Copy the items from the line containing "of the blurred" through the line containing "column 399, row 731", including both of those lines, with no changes.

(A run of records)
'''

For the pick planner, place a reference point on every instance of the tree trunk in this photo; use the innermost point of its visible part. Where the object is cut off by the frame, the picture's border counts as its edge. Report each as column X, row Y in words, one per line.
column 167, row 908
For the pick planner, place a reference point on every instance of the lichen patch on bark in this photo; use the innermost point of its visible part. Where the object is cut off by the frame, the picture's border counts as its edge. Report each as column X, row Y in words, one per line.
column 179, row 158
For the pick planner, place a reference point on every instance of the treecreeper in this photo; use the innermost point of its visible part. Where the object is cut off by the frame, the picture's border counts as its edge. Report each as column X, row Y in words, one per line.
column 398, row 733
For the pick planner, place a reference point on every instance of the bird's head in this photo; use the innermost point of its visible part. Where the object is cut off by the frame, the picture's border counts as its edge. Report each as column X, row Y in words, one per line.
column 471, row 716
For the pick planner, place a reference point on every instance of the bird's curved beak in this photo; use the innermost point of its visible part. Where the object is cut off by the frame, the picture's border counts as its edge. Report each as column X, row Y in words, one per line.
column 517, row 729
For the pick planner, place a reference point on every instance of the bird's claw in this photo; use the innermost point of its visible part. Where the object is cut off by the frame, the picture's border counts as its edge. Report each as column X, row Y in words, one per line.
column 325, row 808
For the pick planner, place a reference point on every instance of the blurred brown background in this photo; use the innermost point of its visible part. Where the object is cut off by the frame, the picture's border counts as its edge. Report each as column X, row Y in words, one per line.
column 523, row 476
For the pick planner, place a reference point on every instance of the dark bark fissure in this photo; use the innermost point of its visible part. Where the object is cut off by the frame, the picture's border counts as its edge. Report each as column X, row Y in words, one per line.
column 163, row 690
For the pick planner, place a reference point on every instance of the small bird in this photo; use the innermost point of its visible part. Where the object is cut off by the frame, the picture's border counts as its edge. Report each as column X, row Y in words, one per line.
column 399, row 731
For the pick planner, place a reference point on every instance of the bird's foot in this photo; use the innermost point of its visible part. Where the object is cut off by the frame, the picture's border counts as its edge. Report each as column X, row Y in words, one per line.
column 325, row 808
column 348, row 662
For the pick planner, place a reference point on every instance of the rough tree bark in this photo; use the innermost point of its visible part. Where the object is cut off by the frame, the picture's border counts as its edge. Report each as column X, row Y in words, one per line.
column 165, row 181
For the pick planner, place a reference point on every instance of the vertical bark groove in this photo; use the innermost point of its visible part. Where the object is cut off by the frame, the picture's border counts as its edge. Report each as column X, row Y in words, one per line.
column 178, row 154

'''

Solution for this exercise →
For the pick planner, place a reference point on every instance of the blurred brown background in this photo; use the innermost point of its visible part. Where the object is cut off by the frame, the picture's border counts as its edge. Report each as column X, row Y in words, one per line.
column 523, row 476
For the pick planner, place a reference point on every instance of the dark bark fissure in this photo; use the innermost point of its visible part. Where the object is cut off by the frame, the picture's border counts as its edge. Report each as column X, row Y in words, one per line.
column 163, row 690
For the pick planner, place a reference point on every instance of the small bird in this photo; use the innermost point of its visible part. Where the object is cut off by the frame, the picture's border counts as its edge. Report each as column X, row Y in words, one per line.
column 399, row 731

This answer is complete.